▶ [Reading text]:

============================================================

# Signs of Unhealthy Boundaries



## lola_b (Aug 28, 2009)

My husband and I went to a marriage psychologist last year and he gave us a couple of hand outs (which I wish my husband would read) and I thought I'd post them on here to see if they might be of any help to anyone 


Telling All
Talking at an intimate level on the first meeting
Falling in love with a new acquaintance
Falling in love with anyone who reaches out
Being overwhelmed by a person--preoccupied
Acting on first sexual impulse
Being sexual for partner, not self
Going against personal values or rights to please others
Not noticing when someone else displays inappropriate boundaries
Not noticing when someone invades your boundaries
Accepting food, gifts, touch, sex that you don't want
Touching a person without asking
Taking as much as you can get for the sake of getting
Giving as much as you can for the sake of giving
Allowing someone to take as much as they can from you
Letting others direct your life
Letting others define you
Letting others describe your reality
Believing others can anticipate your needs
Falling apart so someone will take care of you
Self-abuse
Sexual and physical abuse
Food abuse


----------



## lola_b (Aug 28, 2009)

I believe this also defines family relationships as well. I know my husband has issues with his family trying to direct him and define him, I also don't think he can recognize when someone invades his boundaries, that's why I wish he would actually read this list!!


----------

============================================================

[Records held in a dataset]
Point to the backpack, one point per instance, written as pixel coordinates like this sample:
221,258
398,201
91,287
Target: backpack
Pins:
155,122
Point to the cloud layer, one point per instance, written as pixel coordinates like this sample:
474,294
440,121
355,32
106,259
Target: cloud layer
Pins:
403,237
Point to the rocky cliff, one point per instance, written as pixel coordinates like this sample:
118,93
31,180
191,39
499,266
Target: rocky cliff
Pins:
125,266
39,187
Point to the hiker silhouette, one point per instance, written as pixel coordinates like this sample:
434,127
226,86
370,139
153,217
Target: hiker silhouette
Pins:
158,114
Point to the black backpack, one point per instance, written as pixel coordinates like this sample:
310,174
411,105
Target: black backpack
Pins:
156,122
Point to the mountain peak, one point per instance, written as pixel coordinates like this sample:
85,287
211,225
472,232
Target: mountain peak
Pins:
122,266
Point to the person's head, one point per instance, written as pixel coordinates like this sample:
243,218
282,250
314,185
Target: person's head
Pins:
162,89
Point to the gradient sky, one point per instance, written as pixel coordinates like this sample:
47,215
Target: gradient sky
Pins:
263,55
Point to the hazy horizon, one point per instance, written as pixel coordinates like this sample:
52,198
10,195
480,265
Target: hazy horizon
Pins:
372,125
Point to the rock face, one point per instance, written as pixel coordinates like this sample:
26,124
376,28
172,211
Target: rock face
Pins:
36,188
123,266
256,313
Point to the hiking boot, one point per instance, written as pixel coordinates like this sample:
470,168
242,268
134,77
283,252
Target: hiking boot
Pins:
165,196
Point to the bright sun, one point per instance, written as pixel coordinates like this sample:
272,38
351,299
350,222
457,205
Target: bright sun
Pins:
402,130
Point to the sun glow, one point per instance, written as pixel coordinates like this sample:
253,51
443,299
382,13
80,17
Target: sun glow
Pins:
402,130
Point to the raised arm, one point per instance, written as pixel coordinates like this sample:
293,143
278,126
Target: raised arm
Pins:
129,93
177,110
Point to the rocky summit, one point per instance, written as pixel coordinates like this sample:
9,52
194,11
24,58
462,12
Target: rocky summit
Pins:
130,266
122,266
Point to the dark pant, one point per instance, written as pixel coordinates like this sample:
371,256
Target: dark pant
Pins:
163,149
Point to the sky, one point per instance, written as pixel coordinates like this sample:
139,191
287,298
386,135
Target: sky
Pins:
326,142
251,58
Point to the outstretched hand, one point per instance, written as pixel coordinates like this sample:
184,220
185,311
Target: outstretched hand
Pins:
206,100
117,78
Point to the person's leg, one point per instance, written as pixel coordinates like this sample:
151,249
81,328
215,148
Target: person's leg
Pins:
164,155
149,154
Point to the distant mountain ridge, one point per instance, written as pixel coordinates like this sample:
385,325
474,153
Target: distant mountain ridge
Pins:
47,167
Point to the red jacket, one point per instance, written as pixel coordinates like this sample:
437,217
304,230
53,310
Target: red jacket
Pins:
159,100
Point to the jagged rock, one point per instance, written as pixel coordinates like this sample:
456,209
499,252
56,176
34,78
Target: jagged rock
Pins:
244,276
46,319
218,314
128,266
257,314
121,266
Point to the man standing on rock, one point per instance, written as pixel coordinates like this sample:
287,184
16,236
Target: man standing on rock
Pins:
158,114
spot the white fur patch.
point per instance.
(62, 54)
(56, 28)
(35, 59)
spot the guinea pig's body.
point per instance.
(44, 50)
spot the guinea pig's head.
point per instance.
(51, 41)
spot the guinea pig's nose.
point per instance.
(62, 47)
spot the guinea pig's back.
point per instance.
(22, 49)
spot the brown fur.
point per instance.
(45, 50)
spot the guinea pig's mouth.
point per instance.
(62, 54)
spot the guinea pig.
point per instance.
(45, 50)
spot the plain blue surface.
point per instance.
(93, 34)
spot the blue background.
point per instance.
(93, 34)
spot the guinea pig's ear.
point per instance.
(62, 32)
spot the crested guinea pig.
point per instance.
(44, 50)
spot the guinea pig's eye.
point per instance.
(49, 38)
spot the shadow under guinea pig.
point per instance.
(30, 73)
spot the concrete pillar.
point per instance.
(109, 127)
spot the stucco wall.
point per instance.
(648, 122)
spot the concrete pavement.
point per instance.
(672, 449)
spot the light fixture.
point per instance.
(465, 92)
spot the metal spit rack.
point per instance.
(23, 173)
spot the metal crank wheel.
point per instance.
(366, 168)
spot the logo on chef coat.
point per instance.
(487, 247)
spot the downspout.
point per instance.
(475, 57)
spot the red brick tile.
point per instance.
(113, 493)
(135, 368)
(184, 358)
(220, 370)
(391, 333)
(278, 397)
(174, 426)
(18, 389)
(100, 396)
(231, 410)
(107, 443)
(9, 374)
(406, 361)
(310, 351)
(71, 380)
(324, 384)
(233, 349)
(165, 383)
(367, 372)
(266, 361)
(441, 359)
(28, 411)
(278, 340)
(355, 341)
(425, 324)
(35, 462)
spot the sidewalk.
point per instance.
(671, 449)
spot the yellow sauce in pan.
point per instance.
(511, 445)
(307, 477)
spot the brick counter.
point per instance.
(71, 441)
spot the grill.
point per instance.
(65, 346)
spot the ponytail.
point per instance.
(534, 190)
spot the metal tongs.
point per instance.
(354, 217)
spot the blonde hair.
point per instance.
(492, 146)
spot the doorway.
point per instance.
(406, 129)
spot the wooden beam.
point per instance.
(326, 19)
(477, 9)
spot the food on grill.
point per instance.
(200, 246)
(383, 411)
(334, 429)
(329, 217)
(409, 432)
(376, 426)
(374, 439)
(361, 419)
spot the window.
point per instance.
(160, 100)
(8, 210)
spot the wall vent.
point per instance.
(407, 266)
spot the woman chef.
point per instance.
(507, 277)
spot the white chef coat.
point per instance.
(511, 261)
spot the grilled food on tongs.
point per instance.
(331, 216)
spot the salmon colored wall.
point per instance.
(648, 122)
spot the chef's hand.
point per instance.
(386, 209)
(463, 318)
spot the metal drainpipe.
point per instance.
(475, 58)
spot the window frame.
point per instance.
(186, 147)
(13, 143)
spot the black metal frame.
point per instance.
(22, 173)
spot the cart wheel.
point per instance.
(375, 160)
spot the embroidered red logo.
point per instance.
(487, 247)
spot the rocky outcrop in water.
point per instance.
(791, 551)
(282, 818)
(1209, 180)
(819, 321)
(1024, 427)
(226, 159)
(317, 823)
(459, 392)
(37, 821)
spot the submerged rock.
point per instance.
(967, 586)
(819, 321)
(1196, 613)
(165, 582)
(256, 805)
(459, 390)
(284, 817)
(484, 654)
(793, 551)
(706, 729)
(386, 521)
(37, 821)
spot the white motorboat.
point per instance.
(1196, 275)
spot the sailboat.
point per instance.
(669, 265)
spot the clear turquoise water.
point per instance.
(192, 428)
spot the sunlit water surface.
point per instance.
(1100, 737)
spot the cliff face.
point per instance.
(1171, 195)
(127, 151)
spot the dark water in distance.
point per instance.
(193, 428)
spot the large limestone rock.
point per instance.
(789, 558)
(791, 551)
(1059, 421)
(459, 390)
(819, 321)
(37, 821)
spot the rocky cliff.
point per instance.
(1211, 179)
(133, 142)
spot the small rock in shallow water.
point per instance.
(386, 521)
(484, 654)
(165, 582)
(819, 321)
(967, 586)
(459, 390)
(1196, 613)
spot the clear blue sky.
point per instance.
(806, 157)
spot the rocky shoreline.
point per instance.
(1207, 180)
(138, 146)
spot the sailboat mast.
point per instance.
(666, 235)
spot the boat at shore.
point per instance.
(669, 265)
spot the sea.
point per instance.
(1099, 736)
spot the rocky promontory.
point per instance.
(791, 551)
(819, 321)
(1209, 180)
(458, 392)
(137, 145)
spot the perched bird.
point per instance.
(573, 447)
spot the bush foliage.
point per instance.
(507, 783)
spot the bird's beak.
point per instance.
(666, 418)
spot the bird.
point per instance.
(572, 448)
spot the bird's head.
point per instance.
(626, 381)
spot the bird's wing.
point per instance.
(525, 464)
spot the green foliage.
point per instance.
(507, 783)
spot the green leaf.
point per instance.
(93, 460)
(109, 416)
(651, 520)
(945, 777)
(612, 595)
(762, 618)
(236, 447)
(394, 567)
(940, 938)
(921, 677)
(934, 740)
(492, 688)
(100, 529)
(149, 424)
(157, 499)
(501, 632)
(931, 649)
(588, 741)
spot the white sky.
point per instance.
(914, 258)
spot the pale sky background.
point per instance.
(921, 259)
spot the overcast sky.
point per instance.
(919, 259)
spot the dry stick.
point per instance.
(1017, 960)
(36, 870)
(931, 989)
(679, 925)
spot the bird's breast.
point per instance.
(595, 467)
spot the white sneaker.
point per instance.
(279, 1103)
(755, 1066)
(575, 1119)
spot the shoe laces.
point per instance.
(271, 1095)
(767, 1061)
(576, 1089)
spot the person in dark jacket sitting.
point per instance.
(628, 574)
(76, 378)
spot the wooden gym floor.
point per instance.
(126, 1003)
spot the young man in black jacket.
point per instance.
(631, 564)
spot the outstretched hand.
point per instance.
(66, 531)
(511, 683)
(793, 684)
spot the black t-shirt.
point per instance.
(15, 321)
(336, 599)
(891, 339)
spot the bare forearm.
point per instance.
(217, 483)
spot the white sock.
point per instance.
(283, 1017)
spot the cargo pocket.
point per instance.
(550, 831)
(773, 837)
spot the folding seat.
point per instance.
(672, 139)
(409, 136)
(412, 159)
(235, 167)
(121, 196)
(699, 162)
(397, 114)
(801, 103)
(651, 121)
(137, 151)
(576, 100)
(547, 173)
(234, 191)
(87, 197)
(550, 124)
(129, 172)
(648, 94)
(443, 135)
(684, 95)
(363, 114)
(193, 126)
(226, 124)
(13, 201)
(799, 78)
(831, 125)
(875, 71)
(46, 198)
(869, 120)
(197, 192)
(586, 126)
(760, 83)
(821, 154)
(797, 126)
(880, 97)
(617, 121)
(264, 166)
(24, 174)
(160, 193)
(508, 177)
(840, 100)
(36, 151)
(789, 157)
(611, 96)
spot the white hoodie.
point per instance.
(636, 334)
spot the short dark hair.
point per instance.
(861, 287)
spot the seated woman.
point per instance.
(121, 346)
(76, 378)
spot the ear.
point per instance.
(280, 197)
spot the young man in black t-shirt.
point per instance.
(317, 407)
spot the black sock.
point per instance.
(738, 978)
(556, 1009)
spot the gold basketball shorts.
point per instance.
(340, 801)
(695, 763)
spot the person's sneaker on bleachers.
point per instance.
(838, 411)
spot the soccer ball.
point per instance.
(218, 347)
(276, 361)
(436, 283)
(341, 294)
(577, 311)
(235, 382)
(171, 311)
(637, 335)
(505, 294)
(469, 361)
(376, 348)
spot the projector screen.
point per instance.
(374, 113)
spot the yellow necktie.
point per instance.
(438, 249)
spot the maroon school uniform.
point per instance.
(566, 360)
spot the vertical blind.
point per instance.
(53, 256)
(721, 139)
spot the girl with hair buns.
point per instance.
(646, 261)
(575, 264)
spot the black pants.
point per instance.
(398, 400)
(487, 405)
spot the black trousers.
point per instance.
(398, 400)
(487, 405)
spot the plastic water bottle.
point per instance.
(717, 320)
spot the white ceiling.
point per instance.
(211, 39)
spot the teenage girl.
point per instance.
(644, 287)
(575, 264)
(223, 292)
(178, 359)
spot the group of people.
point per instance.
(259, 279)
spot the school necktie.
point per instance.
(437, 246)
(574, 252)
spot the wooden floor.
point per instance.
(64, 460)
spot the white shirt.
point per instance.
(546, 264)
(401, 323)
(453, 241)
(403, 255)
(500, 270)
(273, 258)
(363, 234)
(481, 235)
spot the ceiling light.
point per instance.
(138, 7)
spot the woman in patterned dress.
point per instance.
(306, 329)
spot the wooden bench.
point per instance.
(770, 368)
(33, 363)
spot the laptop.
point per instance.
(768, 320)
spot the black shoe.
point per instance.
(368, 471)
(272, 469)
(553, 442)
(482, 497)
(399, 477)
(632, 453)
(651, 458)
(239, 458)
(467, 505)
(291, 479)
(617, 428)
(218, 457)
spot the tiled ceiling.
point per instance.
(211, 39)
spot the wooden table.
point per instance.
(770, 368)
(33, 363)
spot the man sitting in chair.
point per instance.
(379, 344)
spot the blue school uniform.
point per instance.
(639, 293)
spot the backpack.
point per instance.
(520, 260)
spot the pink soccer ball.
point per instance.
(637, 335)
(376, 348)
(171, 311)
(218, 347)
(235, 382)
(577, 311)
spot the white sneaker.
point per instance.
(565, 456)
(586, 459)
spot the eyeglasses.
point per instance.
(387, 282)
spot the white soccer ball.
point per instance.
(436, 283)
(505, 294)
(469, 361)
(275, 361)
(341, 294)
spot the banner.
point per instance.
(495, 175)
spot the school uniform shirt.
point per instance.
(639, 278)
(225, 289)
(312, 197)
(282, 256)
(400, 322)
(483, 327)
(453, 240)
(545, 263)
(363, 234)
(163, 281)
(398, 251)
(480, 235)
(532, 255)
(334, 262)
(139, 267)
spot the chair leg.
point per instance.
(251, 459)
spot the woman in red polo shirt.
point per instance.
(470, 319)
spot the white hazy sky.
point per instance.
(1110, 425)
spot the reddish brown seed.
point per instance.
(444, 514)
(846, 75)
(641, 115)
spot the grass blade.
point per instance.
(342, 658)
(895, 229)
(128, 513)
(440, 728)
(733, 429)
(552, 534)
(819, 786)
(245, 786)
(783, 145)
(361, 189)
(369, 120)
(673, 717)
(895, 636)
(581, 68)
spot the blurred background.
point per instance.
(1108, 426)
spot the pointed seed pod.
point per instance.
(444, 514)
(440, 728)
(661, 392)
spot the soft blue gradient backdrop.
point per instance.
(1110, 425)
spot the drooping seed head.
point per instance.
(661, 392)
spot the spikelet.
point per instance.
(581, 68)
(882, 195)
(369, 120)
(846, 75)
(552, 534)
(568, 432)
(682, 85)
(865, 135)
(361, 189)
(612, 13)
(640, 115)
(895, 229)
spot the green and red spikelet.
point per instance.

============================================================

▶ [Set tasks]:
1. Please decide whether each statement agrees with the boundaries thread, answering yes or no and quoting the words of the thread that settle it.
(a) The handouts came from a marriage psychologist the poster and her husband saw.
(b) The poster says her husband has already read the list.
(c) The poster thinks the list applies only to romantic partners.
2. Answer these questions from the boundaries thread.
(a) On what date were both posts made?
(b) What is the last item on the list?
(c) What two things does the poster say her husband's family tries to do to him?

▶ [Correct answers]:
1.
(a) Yes: "My husband and I went to a marriage psychologist last year and he gave us a couple of hand outs"
(b) No: "that's why I wish he would actually read this list!!"
(c) No: "I believe this also defines family relationships as well."

2.
(a) Aug 28, 2009
(b) Food abuse
(c) Direct him and define him